Nothing but a verbatim copy of the data, minus the images, should be returned.

START MATERIAL FOR THIS TASK

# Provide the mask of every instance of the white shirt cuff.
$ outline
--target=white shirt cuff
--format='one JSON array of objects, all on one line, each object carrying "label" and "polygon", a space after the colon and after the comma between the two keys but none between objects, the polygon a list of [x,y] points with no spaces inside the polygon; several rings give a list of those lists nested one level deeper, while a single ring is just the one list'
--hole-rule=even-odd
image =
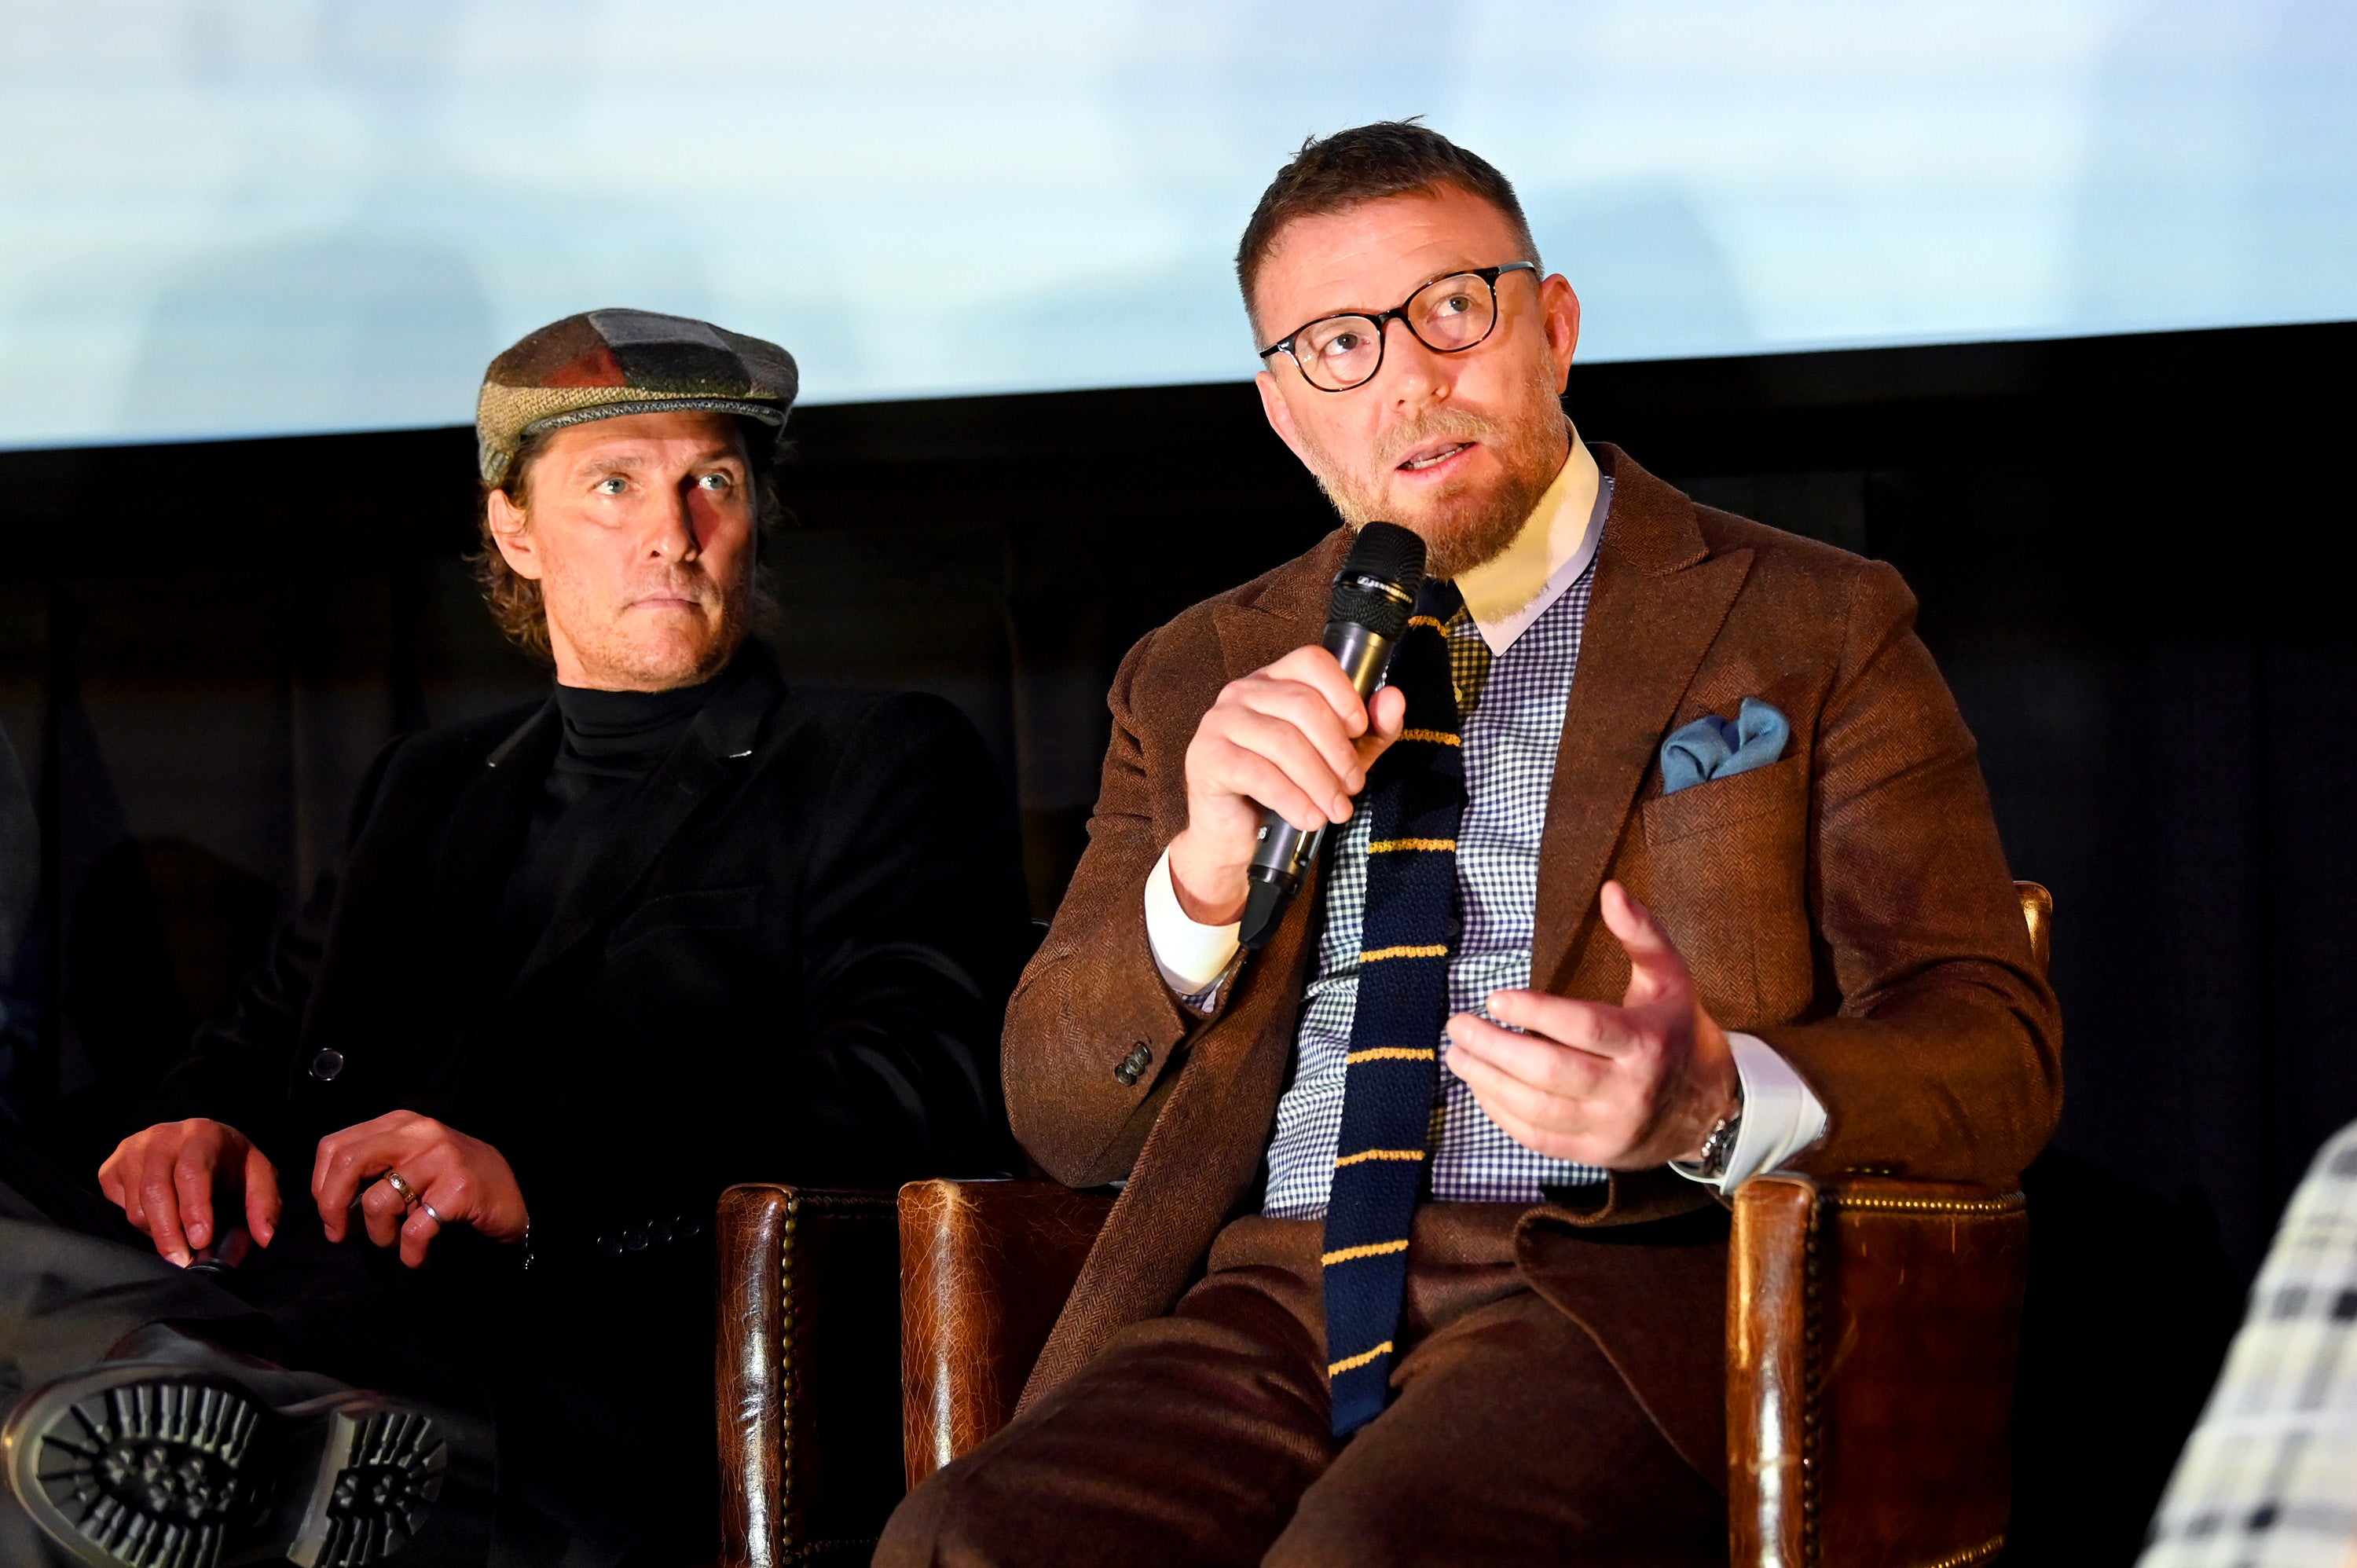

END MATERIAL FOR THIS TASK

▶ WRITTEN RESPONSE:
# Provide the mask of every instance of the white shirt cuff.
$ outline
--target=white shirt cuff
--format='one JSON array of objects, all on one line, each object carrying "label" and "polygon", a space after the colon and after the comma between the two keys but none between objects, the polygon a list of [x,y] points with no spaces inside the polygon; several rings give a list of those lists nested one level deeper, while a single ring is just the one list'
--hole-rule=even-odd
image =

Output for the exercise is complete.